:: PROVIDED RECORDS ::
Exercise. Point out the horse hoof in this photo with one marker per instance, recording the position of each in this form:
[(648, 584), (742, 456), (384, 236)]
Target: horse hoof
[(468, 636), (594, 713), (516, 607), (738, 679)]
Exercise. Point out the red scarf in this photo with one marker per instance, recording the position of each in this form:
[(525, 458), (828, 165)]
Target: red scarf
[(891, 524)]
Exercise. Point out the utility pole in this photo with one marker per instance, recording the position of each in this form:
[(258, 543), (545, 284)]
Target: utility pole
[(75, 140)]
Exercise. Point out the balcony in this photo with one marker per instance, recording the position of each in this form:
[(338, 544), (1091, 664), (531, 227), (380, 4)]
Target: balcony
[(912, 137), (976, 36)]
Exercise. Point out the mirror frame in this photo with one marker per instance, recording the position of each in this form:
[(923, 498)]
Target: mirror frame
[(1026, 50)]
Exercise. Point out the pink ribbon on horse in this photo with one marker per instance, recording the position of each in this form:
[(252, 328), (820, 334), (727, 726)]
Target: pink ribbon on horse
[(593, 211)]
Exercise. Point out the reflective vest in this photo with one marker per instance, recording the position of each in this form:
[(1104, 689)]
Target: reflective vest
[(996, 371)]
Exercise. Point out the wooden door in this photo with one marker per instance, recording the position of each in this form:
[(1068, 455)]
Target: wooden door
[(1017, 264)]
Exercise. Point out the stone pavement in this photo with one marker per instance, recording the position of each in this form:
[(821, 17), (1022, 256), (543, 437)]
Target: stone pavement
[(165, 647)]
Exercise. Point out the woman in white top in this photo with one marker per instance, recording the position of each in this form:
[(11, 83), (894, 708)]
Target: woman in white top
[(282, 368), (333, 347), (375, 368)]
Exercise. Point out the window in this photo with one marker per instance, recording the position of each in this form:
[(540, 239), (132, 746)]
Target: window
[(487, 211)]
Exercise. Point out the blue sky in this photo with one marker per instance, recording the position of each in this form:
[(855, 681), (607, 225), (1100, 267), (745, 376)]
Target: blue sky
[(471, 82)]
:::
* [TASK DESCRIPTION]
Both the line containing "[(11, 83), (894, 708)]" and the line containing "Exercise. Point out the blue" belong in the answer. Print them and every line above that falls between them exactly, and no others.

* [REPLY]
[(11, 83), (894, 708)]
Target: woman in white top
[(282, 368), (333, 347), (375, 368)]
Exercise. Point out the window in this photo with one marker per instance, recording the position of each in this form:
[(540, 239), (132, 746)]
Target: window
[(487, 211)]
Exercise. Point out the blue sky in this photo with one marker per instance, recording the position of each in this form:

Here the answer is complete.